===== Fragmento proporcionado
En la Grecia clásica, el termino idiota identificaba a aquellos que no se involucraban en los asuntos públicos, que se mantenían al margen de la política –entendida como la actividad de "los que gobiernan o aspiran a gobernar los asuntos que afectan a la sociedad o a un país”– prefiriendo dedicarse a sus intereses privados. El paso del tiempo ha modificado su significado: muchos nos tildan de idiotas a quienes confiamos, defendemos y nos identificamos con la política. Además de aquellos que la ignoran, también hay otros que hacen política con el discurso antipolítico. Dinamitan sus cimientos en la búsqueda de déficit y limitaciones, o dejan en manos de otros –para administrarla como si fuera una empresa– los criterios en que se basó su rica construcción: igualdad, defensa de las minorías, justicia, representación. Los últimos tiempos parecen ser fecundos en idiotas clásicos y gerentes de la política.
No sé quién parió a quién. ¿Es el discurso antipolítico, xenófobo e individualista el que genera los idiotas de la Grecia clásica? ¿O la existencia de ellos justifica los discursos de quienes, también haciendo política, la niegan y la rechazan?
Consideramos que un sistema democrático es aquel que posibilita la alternancia en el gobierno, con elecciones periódicas libres y controladas; definición limitada y deficitaria, pero que permitió, por ejemplo, que América Latina dejara atrás dictaduras y gobiernos autoritarios. Esta consolidación, sustentada en algunos casos y durante algún tiempo por una bonanza económica, generó en la región importantes cambios políticos y sociales, potenció los instrumentos de representación política, los partidos políticos, y fortaleció los poderes legislativo y judicial, además de los derechos y libertades de individuos y grupos que hacen a la sociedad en su conjunto.
==========
| Tareas a realizar |
1 - Cita literalmente el pasaje del fragmento comprendido entre "No sé quién" y "y la rechazan?", ambos incluidos.
2 - Reescribe en forma de lista el párrafo del fragmento que empieza con "Consideramos que un sistema democrático", conservando sus datos principales.
Las líneas no cumplen ninguna función en esta parte del ejercicio.
===== Relación de entradas
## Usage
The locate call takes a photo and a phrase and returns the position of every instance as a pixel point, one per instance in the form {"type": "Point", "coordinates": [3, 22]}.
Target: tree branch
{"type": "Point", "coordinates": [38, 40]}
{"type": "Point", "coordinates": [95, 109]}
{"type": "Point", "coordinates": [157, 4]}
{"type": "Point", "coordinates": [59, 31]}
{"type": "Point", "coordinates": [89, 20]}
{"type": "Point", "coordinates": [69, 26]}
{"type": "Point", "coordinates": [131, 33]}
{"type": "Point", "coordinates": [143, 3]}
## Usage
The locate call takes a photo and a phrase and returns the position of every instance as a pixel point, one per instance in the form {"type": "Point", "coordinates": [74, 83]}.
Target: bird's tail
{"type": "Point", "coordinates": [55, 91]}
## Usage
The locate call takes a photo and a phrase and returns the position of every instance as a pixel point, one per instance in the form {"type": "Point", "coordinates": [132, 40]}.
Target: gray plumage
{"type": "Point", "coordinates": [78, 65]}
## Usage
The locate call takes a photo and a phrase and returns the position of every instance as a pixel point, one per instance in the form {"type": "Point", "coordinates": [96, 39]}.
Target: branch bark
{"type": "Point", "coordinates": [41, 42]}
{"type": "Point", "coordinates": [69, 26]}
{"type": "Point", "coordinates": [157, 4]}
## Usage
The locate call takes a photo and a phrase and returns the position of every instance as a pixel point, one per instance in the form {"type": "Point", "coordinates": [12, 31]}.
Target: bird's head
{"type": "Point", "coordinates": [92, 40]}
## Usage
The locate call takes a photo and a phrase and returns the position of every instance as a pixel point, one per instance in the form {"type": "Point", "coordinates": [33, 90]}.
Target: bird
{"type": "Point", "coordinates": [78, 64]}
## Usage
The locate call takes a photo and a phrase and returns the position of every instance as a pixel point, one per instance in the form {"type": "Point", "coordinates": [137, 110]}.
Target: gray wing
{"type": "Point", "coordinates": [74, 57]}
==========
===== Relación de entradas
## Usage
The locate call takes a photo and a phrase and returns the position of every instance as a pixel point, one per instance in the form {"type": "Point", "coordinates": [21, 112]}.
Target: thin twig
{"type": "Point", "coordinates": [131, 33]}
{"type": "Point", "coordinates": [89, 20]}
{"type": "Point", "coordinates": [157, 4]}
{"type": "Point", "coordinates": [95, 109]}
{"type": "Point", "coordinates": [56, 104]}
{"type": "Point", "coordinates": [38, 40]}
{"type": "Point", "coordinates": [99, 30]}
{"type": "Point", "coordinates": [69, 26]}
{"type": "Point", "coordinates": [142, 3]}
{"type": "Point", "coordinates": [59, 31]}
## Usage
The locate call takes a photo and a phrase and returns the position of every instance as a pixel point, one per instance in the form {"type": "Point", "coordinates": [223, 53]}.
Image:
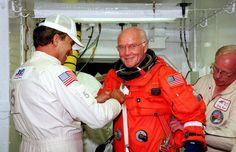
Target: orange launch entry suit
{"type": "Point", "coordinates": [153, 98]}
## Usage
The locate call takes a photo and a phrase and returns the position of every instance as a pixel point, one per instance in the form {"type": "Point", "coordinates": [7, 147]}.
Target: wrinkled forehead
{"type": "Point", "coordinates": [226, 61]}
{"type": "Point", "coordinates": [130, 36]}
==========
| Respuestas del ejercicio |
1 -
No sé quién parió a quién. ¿Es el discurso antipolítico, xenófobo e individualista el que genera los idiotas de la Grecia clásica? ¿O la existencia de ellos justifica los discursos de quienes, también haciendo política, la niegan y la rechazan?

2 -
- Se considera democrático el sistema que posibilita la alternancia en el gobierno mediante elecciones periódicas libres y controladas.
- Es una definición limitada y deficitaria, pero permitió que América Latina dejara atrás dictaduras y gobiernos autoritarios.
- Esa consolidación, sustentada en algunos casos y durante algún tiempo por una bonanza económica, generó en la región importantes cambios políticos y sociales.
- Potenció los partidos políticos como instrumentos de representación.
- Fortaleció los poderes legislativo y judicial, así como los derechos y libertades de individuos y grupos.